### Directions
Your task is to extract the lines from the one holding "shaped like [44,35]." through the end of the material. Set them down exactly and add nothing.

### Source material

** Begin **

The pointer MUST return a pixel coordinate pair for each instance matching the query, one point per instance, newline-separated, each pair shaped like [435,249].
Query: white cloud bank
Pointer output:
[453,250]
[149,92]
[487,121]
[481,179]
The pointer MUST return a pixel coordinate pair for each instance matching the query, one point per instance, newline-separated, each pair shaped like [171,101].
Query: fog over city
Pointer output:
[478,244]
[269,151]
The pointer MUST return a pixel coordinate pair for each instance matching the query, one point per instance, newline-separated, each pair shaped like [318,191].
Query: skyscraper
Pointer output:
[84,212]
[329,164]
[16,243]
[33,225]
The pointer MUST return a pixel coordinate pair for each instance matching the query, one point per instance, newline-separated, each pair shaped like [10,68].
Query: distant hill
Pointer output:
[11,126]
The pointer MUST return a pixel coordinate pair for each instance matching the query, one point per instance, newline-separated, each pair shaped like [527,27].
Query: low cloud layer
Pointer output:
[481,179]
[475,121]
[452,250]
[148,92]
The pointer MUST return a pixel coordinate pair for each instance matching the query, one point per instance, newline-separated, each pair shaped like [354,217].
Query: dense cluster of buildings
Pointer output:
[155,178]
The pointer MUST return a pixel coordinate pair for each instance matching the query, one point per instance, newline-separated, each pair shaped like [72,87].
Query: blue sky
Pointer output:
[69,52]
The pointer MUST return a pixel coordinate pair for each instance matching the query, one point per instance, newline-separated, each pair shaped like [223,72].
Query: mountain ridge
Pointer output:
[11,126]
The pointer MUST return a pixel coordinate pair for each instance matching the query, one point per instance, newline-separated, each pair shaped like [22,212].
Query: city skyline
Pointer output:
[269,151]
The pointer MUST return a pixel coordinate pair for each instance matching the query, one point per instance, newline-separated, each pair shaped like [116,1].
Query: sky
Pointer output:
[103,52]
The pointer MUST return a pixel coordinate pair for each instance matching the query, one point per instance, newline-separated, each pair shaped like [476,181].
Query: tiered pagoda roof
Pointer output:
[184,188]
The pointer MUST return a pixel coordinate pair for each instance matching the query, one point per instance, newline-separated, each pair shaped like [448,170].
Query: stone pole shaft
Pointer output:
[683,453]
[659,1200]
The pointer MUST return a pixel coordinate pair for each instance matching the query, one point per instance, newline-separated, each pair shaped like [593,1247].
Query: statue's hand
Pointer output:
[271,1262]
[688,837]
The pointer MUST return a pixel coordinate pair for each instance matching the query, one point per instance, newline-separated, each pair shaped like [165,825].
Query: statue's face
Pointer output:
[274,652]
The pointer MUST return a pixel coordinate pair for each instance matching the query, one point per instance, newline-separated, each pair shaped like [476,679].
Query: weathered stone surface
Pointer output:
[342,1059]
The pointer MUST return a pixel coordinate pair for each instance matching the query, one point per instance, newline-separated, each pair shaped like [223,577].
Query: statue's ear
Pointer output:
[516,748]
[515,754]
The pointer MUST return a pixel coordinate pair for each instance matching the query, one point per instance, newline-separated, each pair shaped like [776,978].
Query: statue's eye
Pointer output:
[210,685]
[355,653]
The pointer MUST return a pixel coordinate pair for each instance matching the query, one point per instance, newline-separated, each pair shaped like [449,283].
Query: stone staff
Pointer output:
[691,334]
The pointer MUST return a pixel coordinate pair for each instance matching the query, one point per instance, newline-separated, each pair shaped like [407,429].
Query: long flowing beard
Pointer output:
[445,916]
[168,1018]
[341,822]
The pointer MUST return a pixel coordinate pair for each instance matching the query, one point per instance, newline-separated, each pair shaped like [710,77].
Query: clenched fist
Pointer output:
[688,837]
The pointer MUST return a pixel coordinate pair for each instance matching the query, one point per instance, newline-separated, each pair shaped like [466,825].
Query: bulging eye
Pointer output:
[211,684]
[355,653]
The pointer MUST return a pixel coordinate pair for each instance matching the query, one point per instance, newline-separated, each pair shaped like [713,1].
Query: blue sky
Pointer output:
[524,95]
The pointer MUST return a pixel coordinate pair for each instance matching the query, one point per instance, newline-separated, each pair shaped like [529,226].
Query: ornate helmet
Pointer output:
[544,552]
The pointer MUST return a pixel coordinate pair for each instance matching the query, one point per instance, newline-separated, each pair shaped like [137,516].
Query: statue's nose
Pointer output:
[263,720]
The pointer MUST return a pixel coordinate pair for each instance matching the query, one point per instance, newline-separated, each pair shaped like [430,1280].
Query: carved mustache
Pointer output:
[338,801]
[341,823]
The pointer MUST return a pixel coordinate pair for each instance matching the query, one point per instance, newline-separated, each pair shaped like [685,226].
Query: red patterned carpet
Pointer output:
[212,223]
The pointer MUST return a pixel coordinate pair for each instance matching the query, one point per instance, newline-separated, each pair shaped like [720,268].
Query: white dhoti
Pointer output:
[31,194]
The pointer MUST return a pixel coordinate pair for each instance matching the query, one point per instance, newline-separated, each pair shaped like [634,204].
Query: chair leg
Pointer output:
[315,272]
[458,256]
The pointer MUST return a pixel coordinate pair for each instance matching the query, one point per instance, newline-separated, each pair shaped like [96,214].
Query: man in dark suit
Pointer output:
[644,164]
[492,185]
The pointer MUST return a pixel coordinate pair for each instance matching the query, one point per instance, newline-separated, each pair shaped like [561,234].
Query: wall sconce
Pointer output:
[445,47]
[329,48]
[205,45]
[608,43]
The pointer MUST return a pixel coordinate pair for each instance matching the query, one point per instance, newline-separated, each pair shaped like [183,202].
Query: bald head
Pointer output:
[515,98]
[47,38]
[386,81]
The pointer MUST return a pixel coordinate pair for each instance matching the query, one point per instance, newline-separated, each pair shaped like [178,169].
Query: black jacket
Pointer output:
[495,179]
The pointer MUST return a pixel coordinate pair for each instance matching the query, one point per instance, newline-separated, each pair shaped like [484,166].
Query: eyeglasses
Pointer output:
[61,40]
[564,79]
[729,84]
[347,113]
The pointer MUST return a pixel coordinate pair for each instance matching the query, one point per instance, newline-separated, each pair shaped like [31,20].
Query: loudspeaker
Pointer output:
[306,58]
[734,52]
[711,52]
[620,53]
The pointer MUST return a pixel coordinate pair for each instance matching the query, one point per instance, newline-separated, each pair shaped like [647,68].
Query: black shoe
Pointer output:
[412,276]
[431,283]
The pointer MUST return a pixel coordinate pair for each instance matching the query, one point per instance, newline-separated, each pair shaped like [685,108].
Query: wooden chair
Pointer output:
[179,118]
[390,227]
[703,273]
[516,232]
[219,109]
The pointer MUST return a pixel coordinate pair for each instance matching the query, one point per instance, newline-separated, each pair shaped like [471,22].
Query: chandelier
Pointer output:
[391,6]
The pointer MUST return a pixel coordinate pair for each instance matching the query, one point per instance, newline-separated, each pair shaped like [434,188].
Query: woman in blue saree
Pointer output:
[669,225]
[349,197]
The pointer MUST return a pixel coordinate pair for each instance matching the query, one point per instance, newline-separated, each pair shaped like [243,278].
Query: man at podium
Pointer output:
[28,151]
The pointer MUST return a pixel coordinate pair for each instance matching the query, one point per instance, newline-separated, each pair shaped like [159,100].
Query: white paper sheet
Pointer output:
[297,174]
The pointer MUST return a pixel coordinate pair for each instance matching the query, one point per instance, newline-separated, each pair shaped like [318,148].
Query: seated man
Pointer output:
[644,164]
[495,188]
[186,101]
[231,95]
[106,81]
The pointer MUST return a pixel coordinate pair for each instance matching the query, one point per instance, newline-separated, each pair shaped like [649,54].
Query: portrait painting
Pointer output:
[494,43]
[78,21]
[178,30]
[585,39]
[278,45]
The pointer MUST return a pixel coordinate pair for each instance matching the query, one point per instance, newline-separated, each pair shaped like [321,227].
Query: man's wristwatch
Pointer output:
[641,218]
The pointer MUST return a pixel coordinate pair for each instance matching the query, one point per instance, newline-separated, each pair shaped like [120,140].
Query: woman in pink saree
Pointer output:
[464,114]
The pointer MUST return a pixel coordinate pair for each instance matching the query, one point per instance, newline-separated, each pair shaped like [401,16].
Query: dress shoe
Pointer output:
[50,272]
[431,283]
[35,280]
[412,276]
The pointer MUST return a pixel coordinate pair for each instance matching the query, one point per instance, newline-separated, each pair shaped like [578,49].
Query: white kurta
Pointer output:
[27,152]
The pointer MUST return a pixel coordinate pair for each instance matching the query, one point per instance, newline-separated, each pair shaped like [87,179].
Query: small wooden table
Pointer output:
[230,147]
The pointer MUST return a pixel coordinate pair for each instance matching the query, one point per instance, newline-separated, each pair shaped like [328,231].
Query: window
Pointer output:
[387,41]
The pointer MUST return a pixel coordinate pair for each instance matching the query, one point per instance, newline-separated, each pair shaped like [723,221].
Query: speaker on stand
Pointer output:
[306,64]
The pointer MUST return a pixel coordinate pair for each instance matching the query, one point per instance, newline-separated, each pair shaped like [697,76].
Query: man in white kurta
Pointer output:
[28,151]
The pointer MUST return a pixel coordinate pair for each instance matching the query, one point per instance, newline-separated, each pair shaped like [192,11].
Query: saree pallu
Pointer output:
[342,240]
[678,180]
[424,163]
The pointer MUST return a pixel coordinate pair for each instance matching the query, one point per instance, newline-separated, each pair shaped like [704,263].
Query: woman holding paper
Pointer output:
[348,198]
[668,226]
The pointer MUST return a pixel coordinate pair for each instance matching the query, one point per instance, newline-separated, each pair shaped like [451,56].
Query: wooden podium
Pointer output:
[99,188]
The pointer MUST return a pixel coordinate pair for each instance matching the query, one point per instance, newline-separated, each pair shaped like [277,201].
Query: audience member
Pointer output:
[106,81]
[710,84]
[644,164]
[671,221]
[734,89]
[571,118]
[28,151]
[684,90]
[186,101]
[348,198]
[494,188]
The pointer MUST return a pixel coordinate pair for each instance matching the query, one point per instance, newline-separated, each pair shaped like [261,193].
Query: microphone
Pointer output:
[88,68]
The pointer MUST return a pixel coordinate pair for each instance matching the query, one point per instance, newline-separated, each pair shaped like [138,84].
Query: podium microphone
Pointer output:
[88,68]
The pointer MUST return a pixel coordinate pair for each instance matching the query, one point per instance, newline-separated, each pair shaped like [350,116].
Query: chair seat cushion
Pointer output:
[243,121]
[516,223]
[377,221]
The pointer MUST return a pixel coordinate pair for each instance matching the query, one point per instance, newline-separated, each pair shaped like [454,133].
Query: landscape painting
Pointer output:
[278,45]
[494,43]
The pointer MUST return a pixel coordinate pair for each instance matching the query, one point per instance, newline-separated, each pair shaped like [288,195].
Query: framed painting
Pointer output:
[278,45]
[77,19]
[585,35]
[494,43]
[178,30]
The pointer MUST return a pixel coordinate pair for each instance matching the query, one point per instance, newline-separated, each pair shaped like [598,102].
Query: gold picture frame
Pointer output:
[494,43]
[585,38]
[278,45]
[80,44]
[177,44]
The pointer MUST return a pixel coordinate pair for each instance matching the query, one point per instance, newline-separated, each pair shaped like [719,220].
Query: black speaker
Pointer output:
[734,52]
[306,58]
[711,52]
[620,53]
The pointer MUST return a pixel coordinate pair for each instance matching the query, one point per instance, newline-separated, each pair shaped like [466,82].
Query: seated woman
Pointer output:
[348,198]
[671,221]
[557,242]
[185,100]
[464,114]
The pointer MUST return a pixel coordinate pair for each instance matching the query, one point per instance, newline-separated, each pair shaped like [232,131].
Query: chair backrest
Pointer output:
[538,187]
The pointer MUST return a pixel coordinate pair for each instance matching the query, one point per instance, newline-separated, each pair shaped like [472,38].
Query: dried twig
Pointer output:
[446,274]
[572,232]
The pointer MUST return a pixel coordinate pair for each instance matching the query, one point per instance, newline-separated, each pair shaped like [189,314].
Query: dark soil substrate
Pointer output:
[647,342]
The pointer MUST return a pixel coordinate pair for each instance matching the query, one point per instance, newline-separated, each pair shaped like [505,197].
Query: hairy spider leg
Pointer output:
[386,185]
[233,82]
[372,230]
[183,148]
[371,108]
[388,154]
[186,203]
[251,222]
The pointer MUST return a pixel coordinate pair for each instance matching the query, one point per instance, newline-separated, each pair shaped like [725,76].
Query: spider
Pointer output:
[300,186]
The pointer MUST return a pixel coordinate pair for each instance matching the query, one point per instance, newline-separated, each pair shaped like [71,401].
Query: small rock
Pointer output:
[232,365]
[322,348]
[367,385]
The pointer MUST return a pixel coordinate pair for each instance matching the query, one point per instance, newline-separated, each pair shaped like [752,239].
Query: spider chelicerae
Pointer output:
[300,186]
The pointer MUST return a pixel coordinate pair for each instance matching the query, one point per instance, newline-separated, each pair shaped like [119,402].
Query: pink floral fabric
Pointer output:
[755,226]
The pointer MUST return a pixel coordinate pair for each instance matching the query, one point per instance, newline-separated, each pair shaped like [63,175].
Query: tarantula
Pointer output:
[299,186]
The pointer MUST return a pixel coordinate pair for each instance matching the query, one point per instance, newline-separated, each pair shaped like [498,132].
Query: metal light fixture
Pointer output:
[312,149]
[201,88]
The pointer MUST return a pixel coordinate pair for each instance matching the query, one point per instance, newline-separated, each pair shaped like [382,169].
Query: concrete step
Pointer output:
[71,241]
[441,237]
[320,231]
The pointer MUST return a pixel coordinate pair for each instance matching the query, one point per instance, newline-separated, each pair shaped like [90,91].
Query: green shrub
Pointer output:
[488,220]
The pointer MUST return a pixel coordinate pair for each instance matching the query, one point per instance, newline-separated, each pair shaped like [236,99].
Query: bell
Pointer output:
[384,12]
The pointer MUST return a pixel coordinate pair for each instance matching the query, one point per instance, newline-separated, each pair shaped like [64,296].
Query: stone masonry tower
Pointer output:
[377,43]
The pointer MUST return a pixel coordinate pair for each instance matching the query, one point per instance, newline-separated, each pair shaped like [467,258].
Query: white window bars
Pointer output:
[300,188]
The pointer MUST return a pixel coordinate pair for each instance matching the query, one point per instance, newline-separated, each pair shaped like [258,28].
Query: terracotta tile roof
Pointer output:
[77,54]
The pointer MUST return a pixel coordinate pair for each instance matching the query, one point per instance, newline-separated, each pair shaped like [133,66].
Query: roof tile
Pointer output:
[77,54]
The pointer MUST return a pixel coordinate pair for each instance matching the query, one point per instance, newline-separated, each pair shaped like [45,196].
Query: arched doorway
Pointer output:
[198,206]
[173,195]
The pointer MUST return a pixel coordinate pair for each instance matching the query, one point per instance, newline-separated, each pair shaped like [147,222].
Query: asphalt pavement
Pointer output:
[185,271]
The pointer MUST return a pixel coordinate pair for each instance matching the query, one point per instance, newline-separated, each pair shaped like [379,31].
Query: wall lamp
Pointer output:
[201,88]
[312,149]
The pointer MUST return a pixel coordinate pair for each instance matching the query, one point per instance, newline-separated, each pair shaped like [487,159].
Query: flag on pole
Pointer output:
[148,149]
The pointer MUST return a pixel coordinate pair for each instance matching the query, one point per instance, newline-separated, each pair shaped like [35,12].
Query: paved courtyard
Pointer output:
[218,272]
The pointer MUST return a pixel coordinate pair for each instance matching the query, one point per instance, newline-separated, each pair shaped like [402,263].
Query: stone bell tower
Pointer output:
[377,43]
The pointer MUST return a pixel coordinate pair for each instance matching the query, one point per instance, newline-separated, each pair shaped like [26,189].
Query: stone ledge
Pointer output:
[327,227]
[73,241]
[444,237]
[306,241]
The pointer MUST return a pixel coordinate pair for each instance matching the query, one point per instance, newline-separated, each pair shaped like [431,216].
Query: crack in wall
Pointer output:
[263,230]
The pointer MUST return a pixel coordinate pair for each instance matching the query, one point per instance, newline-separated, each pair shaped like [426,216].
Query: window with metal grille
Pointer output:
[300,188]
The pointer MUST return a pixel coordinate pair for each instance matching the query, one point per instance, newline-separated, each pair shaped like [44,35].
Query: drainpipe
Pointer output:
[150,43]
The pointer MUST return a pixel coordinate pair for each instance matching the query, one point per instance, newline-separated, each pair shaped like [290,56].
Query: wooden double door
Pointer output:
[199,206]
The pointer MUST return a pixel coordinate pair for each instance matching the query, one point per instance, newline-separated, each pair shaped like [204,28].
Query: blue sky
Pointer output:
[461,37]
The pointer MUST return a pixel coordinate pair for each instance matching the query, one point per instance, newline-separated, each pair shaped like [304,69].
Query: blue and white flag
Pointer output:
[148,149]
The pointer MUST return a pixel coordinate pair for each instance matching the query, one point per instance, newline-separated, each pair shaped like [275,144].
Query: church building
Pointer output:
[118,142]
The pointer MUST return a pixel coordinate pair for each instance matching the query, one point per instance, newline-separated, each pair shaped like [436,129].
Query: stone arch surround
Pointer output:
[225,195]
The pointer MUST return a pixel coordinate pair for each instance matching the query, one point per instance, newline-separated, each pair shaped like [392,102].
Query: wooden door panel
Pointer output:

** End **

### Solution to this task
The pointer MUST return a pixel coordinate pair for each instance matching the query, one point per instance, newline-separated, each pair shaped like [44,35].
Query: drainpipe
Pointer output:
[150,43]
The pointer MUST return a pixel coordinate pair for each instance matching the query, one point per instance, newline-separated, each pair shaped like [290,56].
Query: wooden double door
Pointer output:
[199,206]
The pointer MUST return a pixel coordinate pair for each instance matching the query, one point per instance, newline-separated, each pair shaped like [204,28].
Query: blue sky
Pointer output:
[461,37]
The pointer MUST return a pixel coordinate pair for each instance matching the query, one point per instance, newline-separated, each pair shaped like [304,69].
Query: blue and white flag
Pointer output:
[148,149]
The pointer MUST return a pixel coordinate pair for each instance matching the query, one point per instance, newline-separated, each pair shaped like [275,144].
Query: church building
Pointer output:
[118,142]
The pointer MUST return a pixel coordinate pair for each instance matching the query, one point per instance, newline-separated, each pair shaped like [436,129].
Query: stone arch surround
Pointer output:
[225,195]
The pointer MUST return a pixel coordinate pair for each instance matching the query, one point per instance, newline-separated, each pair shaped like [392,102].
Query: wooden door panel
Pointer output:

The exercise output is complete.